— Work required —
Word for word, set down every line of the entries below from the line with "Target: yellow wall" to the line with "Target: grass", including both, and no other line.

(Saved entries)
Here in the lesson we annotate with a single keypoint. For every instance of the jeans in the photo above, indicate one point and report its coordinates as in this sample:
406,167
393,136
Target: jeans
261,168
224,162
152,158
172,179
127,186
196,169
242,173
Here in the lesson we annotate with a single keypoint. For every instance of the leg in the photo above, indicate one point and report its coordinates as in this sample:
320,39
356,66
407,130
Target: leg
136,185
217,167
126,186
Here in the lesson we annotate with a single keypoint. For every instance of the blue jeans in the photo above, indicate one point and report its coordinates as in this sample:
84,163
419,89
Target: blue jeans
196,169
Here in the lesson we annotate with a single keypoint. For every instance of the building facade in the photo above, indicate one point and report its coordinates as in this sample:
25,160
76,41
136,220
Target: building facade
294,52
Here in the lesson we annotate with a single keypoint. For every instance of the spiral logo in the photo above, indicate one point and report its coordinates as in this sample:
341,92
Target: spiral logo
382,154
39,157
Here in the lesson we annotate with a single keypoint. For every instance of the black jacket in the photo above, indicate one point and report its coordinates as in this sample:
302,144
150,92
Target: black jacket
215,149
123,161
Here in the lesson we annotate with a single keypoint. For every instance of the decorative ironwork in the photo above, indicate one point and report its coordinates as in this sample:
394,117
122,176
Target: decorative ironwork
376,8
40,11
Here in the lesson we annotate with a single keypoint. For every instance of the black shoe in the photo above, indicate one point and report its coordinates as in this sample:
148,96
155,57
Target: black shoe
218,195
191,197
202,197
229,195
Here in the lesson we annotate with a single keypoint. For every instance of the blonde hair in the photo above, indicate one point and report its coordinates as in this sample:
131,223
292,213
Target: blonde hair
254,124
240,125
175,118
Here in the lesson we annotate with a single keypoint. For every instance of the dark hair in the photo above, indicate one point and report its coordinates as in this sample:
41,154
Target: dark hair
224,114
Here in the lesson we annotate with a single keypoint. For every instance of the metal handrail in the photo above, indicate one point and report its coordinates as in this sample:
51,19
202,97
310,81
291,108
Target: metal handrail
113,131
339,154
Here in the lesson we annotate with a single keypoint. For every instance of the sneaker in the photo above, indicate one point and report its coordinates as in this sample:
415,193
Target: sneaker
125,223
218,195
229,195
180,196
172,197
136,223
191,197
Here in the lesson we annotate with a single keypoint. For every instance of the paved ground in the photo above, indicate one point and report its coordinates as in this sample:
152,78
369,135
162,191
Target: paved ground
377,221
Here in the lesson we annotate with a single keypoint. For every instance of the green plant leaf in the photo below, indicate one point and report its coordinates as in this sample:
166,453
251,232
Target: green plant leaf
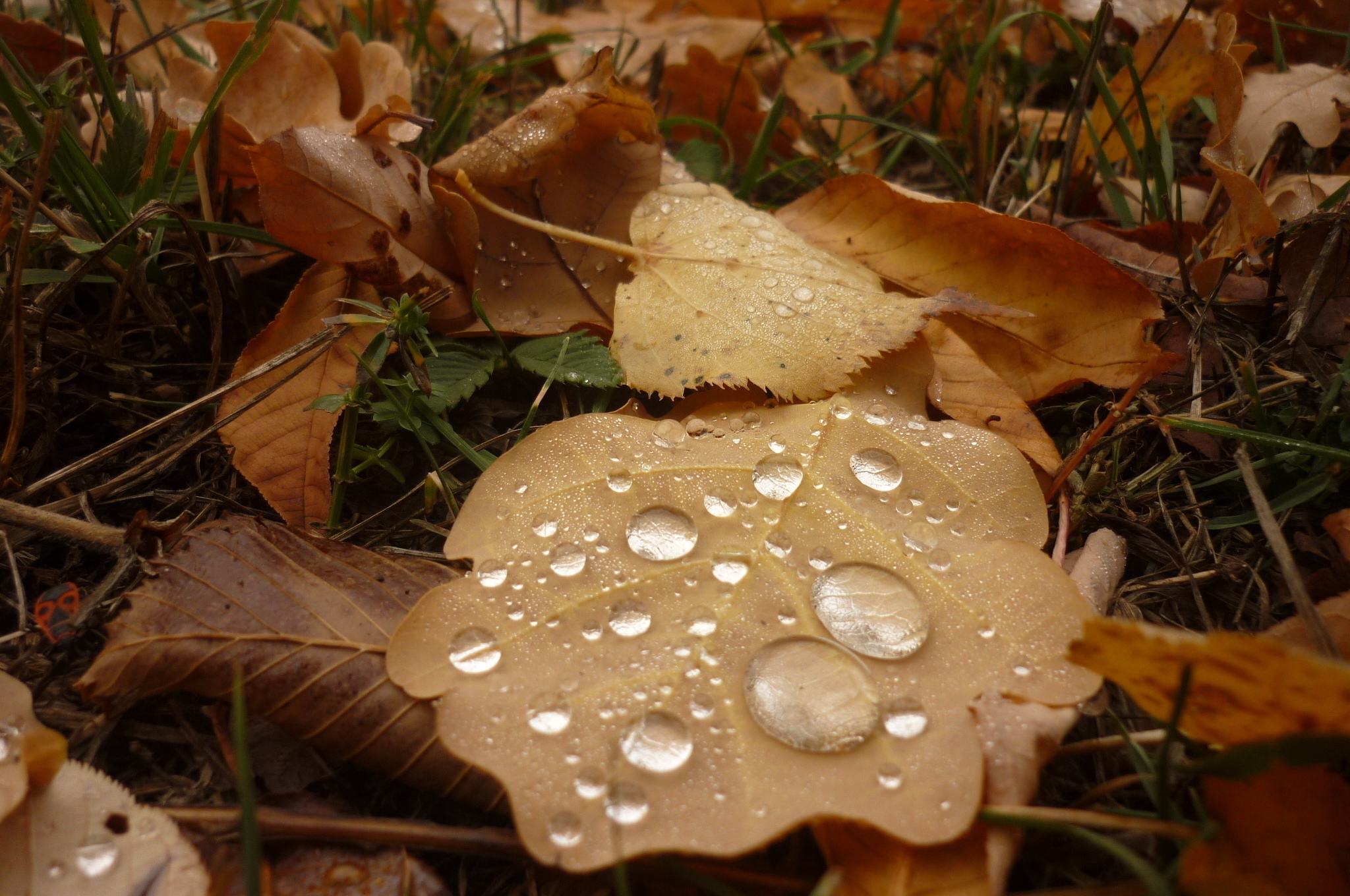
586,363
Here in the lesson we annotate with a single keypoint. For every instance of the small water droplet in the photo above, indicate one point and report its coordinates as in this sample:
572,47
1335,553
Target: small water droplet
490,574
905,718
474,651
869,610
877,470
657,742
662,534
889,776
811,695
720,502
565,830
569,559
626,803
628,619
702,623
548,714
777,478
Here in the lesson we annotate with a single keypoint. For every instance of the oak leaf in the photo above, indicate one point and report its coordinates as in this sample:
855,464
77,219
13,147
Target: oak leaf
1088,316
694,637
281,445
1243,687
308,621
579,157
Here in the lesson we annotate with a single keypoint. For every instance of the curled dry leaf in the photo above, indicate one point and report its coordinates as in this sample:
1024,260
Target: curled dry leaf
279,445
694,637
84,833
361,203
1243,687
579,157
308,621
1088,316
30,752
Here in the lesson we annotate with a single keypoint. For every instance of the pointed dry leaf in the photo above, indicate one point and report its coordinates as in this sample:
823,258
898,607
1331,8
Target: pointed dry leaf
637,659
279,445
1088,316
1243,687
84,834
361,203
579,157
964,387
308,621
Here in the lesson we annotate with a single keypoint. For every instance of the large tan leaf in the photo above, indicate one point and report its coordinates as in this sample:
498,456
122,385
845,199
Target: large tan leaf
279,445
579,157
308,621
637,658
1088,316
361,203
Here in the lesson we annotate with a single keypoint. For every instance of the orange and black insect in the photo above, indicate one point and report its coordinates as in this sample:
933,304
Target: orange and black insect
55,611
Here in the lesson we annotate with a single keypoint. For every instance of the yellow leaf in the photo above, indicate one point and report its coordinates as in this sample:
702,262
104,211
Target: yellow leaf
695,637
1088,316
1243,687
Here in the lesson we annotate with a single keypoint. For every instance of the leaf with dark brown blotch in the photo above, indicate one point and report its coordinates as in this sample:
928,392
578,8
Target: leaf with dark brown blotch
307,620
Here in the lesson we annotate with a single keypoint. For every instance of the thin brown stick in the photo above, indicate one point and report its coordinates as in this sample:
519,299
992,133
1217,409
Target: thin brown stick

...

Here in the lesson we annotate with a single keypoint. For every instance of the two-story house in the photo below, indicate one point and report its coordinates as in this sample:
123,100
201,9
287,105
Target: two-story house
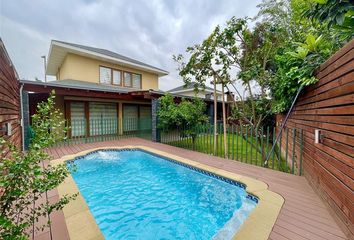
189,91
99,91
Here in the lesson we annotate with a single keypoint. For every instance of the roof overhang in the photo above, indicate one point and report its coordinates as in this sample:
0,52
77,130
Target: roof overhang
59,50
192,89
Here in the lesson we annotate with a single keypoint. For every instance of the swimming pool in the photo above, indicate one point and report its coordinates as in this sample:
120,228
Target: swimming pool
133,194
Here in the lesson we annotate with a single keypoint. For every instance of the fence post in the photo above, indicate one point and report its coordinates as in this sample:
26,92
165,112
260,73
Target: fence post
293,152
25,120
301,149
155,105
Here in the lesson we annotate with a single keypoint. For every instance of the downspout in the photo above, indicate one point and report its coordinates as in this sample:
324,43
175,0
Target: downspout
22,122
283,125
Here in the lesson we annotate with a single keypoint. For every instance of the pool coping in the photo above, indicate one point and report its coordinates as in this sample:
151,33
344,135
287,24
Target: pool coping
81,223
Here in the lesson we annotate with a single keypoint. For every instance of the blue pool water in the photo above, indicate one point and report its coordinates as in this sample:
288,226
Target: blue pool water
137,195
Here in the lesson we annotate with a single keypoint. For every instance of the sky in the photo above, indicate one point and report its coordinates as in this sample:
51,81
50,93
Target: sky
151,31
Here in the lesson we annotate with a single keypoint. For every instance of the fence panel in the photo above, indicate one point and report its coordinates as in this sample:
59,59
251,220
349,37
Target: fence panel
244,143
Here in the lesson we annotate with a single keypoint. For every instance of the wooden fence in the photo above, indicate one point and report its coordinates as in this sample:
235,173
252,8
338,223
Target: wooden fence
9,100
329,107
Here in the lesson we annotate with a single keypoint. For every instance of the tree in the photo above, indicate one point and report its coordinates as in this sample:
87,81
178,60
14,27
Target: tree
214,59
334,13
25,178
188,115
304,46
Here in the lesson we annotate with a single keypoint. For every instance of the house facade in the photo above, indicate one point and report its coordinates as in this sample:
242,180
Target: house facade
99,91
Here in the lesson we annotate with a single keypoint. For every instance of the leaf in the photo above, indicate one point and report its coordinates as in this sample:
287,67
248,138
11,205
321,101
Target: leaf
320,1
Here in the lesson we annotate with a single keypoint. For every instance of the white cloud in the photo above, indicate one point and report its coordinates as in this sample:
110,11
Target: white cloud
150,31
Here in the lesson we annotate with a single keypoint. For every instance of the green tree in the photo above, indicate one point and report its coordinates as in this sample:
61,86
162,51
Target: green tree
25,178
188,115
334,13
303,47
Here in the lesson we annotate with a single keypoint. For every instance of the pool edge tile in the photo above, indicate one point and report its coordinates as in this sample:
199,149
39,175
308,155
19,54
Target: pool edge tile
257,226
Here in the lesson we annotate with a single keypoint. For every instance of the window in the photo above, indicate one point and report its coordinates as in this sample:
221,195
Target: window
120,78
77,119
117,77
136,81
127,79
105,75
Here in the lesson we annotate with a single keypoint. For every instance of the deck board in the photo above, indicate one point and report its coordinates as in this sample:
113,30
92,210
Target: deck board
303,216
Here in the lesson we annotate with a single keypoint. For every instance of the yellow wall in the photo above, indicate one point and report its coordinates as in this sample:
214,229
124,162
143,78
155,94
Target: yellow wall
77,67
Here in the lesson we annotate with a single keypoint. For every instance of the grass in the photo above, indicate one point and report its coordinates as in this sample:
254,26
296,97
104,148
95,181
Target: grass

* * *

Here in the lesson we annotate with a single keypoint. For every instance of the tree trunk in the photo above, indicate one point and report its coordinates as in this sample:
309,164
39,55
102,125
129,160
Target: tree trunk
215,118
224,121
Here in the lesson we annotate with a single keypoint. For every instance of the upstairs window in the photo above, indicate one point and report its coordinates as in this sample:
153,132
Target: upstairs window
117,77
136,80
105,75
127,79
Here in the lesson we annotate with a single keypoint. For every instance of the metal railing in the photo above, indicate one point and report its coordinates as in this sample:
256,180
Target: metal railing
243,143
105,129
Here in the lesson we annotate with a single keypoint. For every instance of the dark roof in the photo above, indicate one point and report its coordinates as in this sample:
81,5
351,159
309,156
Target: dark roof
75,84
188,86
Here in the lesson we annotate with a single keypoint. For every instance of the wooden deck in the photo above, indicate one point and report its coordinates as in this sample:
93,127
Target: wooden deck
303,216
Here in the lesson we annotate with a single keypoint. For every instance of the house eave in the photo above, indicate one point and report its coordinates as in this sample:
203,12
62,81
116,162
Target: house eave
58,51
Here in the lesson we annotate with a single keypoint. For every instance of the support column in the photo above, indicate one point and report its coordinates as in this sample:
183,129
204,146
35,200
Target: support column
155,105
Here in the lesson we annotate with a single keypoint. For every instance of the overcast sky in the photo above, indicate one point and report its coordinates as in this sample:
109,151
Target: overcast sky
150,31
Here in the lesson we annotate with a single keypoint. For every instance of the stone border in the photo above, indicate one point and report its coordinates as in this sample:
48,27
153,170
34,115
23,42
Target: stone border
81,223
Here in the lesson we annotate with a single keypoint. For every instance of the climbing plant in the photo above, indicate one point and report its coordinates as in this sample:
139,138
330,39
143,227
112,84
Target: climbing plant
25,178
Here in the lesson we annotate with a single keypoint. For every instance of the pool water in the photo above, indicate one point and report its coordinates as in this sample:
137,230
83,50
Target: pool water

— Exercise solution —
Target: yellow wall
77,67
Here in the lesson we annotate with a single keypoint. For every instance of the grass in the photo above, indicate one point and report its coordinates as in this sample:
254,26
296,97
104,148
95,181
Target: grass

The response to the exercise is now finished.